START Dataset extract

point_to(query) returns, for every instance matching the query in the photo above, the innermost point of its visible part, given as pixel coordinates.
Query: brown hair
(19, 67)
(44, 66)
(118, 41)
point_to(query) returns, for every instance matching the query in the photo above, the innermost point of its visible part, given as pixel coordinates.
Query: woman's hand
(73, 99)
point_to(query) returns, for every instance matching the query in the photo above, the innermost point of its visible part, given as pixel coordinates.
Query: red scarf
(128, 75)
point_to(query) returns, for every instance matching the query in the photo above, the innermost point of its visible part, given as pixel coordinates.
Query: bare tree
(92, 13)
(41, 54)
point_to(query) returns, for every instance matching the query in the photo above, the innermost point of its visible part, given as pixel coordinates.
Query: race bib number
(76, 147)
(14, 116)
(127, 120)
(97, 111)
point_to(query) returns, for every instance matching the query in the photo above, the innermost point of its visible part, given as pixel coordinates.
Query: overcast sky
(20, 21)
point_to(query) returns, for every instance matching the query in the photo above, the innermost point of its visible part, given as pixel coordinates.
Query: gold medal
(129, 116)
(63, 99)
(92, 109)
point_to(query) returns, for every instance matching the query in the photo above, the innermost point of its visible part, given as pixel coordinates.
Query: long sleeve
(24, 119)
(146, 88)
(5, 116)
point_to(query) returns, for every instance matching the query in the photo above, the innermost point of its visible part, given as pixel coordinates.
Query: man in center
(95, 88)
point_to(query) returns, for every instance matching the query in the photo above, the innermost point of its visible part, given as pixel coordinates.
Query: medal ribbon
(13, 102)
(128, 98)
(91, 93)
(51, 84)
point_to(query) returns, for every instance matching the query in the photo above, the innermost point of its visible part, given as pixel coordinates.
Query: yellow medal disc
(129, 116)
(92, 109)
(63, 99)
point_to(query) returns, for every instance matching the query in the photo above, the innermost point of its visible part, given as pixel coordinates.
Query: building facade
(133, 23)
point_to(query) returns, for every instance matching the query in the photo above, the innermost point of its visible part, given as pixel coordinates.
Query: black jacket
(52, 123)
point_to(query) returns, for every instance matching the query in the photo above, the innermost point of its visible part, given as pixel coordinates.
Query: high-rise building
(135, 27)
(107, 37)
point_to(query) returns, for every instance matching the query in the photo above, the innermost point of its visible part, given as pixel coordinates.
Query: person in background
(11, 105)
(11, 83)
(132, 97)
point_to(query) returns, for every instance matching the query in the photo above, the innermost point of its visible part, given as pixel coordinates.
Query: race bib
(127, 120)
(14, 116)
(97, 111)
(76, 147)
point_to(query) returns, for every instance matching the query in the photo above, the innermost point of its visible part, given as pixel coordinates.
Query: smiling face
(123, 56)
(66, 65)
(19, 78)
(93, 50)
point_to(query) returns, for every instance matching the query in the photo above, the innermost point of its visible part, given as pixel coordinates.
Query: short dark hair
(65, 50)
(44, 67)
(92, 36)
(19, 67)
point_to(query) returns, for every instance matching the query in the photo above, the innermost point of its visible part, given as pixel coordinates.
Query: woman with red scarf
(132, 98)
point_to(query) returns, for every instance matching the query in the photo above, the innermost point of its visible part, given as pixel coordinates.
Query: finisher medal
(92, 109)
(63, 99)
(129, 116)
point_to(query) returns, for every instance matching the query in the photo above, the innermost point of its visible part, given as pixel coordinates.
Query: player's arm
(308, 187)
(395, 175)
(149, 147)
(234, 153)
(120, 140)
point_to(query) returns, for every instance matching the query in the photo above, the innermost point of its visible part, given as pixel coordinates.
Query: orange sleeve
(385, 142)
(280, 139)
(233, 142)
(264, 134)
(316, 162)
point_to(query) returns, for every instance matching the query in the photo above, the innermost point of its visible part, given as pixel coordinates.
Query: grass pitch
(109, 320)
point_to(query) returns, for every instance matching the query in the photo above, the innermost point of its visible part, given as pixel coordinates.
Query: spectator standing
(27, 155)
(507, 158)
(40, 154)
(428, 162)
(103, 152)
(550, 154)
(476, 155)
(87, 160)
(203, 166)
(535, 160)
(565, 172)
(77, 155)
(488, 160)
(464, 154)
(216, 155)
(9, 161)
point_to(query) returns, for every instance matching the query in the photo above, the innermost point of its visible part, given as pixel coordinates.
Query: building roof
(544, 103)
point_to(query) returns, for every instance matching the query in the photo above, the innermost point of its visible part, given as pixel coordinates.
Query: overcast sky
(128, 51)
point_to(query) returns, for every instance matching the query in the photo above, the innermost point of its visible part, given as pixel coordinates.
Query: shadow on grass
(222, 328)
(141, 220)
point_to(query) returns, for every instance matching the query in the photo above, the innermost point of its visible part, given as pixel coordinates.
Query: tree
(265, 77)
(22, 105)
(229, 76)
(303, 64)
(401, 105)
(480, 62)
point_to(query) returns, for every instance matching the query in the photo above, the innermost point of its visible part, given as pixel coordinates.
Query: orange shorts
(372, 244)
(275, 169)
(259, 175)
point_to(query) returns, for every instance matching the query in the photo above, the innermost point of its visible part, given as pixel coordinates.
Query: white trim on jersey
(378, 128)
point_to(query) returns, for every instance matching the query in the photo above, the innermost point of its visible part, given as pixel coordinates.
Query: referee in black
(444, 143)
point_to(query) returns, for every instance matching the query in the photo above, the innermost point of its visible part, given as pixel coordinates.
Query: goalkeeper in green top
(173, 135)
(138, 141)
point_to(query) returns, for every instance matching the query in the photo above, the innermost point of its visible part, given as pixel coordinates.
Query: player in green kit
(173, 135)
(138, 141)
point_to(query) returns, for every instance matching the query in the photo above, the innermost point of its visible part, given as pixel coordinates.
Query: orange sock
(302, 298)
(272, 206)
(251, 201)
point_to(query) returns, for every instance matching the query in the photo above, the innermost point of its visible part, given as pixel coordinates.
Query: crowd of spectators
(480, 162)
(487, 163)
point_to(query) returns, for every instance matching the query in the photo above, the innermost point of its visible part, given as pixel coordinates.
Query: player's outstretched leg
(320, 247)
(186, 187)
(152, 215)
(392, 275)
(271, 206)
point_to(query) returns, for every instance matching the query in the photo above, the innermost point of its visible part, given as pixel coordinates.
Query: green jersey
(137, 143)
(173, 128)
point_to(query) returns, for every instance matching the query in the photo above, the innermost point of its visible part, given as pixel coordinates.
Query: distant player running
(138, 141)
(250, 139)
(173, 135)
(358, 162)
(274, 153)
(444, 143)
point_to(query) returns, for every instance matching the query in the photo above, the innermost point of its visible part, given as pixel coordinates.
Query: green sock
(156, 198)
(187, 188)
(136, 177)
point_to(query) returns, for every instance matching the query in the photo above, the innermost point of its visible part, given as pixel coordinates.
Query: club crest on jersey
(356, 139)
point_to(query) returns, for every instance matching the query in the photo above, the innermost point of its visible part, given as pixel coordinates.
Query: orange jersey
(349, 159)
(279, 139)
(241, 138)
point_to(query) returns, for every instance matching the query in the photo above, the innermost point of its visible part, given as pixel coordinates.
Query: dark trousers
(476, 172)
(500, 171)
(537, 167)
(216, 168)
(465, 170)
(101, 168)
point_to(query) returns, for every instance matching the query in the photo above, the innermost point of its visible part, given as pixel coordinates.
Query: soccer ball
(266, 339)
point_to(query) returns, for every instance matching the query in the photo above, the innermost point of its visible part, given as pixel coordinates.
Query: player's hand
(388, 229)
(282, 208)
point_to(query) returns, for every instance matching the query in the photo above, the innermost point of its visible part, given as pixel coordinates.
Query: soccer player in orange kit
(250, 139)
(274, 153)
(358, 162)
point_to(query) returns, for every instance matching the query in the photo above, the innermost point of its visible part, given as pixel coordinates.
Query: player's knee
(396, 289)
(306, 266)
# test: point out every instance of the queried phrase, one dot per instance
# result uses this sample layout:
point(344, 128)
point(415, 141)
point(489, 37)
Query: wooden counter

END Dataset extract

> [Problem description]
Restate word for word the lines from the one holding "point(344, 128)" to the end of the listing, both ends included, and nothing more.

> [Response for this exercise]
point(344, 128)
point(415, 141)
point(489, 37)
Query: wooden counter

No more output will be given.